TASK DETAILS:
Repeat the data exactly as it stands.

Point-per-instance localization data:
****************************************
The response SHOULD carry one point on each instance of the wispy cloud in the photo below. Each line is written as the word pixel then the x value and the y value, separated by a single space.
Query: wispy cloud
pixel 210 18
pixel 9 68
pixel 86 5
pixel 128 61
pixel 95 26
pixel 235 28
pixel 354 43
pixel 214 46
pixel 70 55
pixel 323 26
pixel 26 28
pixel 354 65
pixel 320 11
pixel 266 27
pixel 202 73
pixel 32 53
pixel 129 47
****************************************
EXERCISE RESULT:
The response SHOULD carry one point on each instance of the wispy cloud in the photo below. Each line is written as the word pixel then the x value and the y value, separated by a single space.
Query: wispy cloud
pixel 210 18
pixel 9 68
pixel 86 5
pixel 128 61
pixel 95 26
pixel 235 28
pixel 354 43
pixel 214 46
pixel 70 55
pixel 323 26
pixel 26 28
pixel 354 65
pixel 320 11
pixel 266 27
pixel 202 73
pixel 32 53
pixel 129 47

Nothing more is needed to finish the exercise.